» PASSAGE CITÉ
|---|
Aucun de ses albums jusque-là ne se ressemblait, et celui là ne déroge pas à la règle. Peut-être qu’en terme de promotion et d’état d’esprit, on pourrait davantage le rapprocher du projet untitled unmastered, auquel il empreinte d’ailleurs les lettres tout en minuscules pour le noms des morceaux. Rien de très jazzy sur GNX, mais le même aspect marginal disons.

Revoilà le Kendrick acerbe, méticuleux dans ses flows, qui ne cesse de prendre par surprise, de taper là où il faut, capable de changer constamment de voix, de ton et de forme. Tantôt sombre et mystérieux, tantôt en colère, tantôt doux comme un agneau, toujours habité. Tellement de facettes maitrisées aujourd’hui à la perfection.
|---|
» LES TÂCHES
1/ Répondez à ces questions sur le passage cité :
(a) De quel projet le passage rapproche-t-il GNX en matière de promotion et d'état d'esprit ?
(b) Qu'est-ce que GNX reprend de ce projet pour les noms des morceaux ?
(c) Quelles trois choses Kendrick est-il capable de changer constamment ?
2/ Recopiez le passage cité depuis « Aucun de ses » jusqu'à « aspect marginal disons. ».

» EXTRAIT DES DONNÉES
|---|
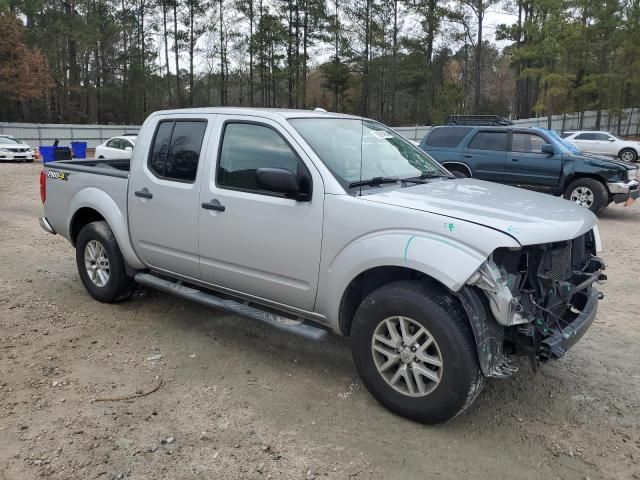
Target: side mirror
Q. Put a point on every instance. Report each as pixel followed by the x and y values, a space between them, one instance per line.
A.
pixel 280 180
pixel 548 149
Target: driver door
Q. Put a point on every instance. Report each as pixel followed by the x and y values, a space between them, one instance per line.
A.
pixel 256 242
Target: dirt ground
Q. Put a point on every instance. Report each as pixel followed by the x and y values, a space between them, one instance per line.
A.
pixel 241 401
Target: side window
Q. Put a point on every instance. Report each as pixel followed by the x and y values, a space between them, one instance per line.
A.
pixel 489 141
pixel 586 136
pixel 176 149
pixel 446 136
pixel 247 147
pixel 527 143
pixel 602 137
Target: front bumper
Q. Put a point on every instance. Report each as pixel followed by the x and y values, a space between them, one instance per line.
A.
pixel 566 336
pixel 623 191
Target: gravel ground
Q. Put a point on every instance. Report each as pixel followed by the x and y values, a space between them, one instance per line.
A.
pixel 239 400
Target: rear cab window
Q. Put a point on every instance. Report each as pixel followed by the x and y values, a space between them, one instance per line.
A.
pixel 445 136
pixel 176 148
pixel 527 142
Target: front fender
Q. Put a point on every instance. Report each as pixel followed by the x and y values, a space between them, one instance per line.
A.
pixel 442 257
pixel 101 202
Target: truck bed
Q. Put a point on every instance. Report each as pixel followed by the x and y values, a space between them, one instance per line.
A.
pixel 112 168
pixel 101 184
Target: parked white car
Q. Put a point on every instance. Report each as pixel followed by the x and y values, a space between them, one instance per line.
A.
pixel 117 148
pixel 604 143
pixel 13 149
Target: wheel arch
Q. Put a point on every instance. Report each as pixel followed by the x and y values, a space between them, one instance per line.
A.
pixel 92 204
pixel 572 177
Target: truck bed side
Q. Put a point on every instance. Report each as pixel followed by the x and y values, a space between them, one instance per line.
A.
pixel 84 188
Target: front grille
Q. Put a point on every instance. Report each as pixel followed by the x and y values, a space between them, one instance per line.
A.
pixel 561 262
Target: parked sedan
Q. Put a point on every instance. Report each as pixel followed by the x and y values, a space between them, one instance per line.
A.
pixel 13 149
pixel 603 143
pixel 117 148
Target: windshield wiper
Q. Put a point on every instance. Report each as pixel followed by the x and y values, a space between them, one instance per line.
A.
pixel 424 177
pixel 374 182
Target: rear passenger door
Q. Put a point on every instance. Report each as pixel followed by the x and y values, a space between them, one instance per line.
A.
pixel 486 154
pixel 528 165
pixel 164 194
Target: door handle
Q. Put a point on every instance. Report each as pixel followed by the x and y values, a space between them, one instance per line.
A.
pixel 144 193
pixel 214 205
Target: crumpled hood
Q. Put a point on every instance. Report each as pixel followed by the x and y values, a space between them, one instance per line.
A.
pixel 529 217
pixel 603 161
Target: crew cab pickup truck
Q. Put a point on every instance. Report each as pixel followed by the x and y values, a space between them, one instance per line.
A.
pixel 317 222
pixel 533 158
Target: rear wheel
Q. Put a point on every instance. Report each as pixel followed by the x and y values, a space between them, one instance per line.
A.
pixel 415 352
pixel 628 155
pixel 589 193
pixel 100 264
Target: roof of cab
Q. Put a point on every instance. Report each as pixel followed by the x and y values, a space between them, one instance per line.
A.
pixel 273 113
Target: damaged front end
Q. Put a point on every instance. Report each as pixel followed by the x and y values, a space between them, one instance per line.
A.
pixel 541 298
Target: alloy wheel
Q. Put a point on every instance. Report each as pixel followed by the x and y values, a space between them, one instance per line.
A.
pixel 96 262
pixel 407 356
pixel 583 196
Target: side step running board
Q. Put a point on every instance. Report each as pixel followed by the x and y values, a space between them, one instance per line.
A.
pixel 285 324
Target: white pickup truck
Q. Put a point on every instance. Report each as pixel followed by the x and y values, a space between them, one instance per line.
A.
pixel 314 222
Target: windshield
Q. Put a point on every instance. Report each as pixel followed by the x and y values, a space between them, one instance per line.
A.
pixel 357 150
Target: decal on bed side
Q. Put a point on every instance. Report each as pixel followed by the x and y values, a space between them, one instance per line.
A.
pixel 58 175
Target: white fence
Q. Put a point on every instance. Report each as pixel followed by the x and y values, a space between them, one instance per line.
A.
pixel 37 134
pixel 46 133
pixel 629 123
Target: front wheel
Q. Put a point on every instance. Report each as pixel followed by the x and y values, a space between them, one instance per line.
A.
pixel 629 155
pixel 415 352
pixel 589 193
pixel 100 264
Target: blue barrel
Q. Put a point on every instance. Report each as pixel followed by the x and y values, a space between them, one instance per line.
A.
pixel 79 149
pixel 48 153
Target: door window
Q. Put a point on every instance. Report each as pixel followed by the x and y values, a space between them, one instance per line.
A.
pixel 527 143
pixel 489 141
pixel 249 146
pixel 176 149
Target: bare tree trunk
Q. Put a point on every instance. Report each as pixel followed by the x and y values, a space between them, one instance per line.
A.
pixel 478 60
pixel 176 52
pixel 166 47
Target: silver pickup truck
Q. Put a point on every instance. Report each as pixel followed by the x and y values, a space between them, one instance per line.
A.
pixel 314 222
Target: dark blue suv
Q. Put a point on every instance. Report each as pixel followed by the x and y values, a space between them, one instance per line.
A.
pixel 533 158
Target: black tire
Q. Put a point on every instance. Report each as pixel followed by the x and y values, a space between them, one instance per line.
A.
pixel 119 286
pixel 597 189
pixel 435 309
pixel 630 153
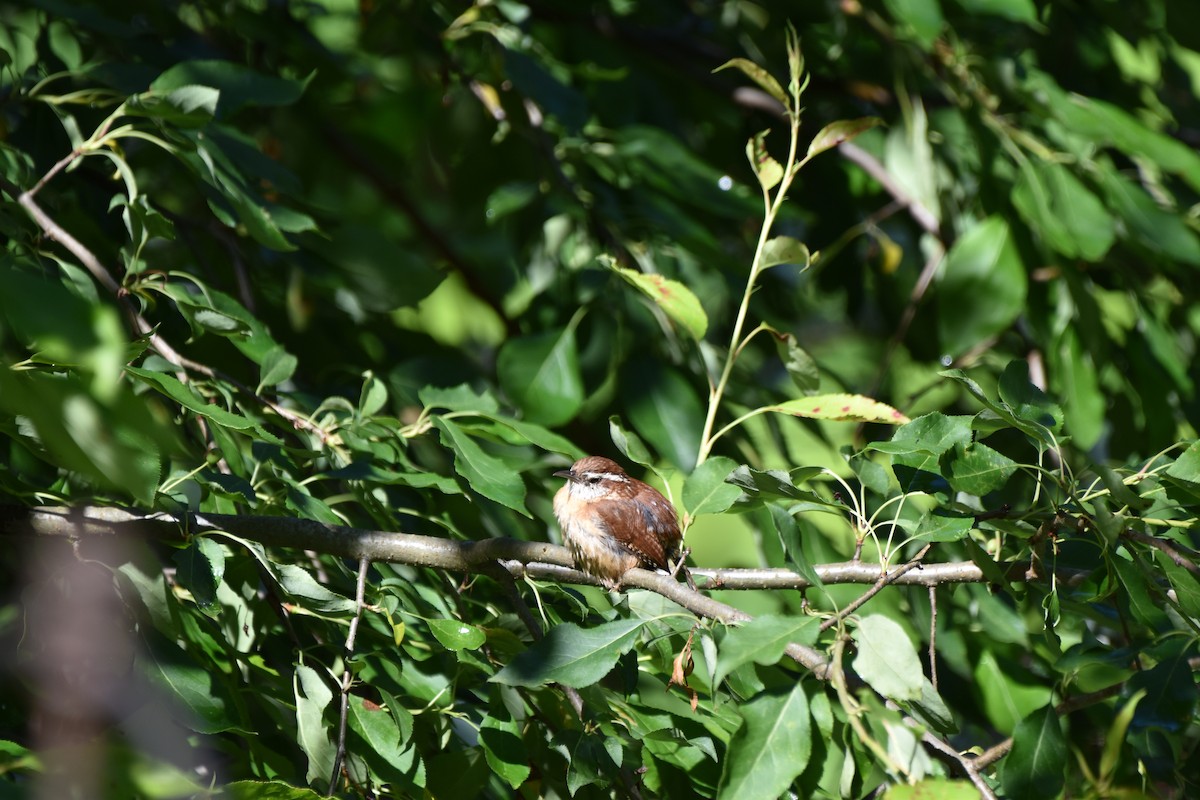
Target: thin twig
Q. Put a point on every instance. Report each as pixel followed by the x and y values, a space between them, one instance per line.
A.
|---|
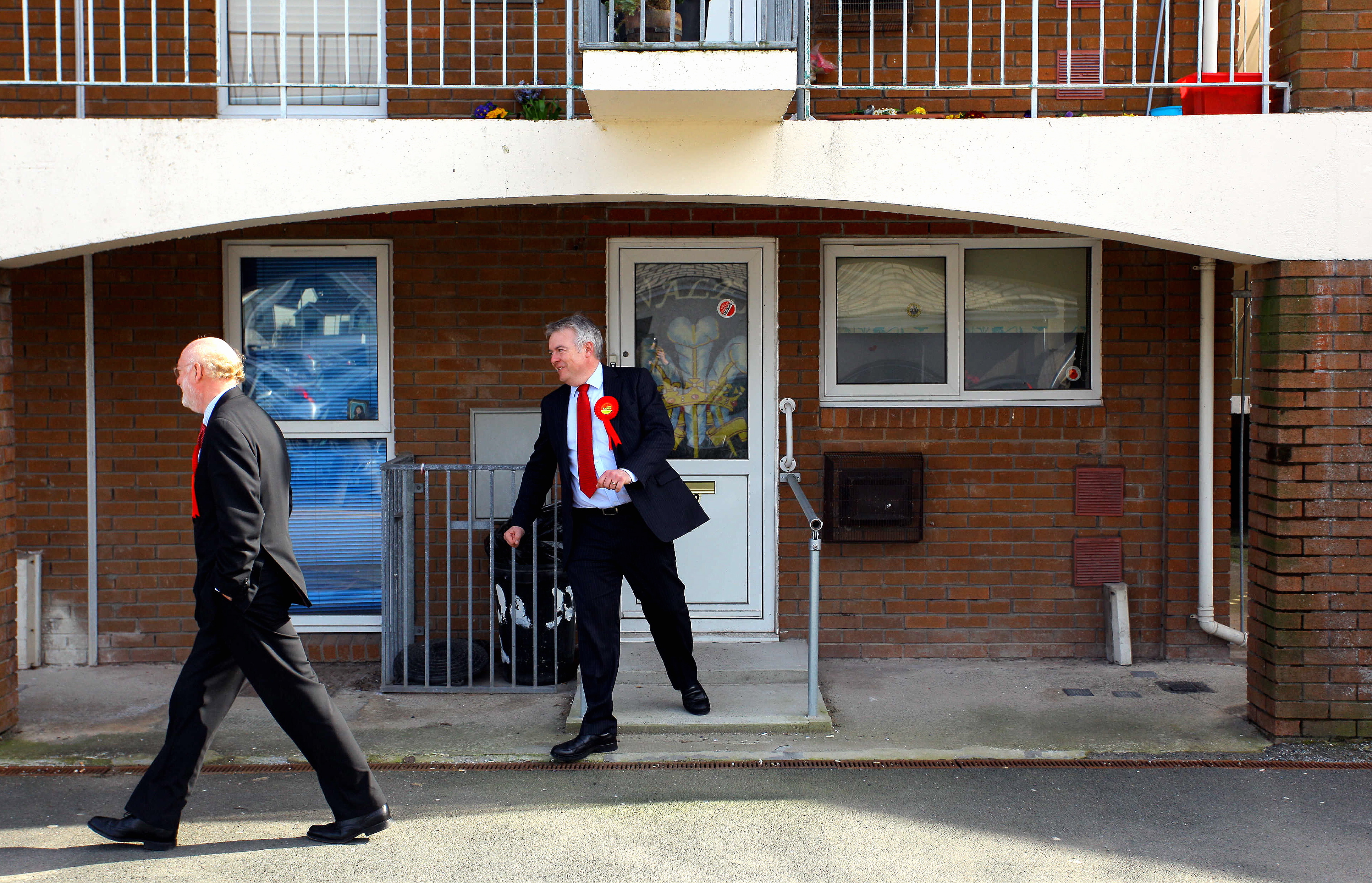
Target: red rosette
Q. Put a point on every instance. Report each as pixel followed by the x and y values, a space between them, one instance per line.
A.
|---|
» RÉPONSES PAR TÂCHE
1/
(a) Du projet untitled unmastered.
(b) Les lettres tout en minuscules.
(c) Sa voix, son ton et sa forme.

2/
Aucun de ses albums jusque-là ne se ressemblait, et celui là ne déroge pas à la règle. Peut-être qu’en terme de promotion et d’état d’esprit, on pourrait davantage le rapprocher du projet untitled unmastered, auquel il empreinte d’ailleurs les lettres tout en minuscules pour le noms des morceaux. Rien de très jazzy sur GNX, mais le même aspect marginal disons.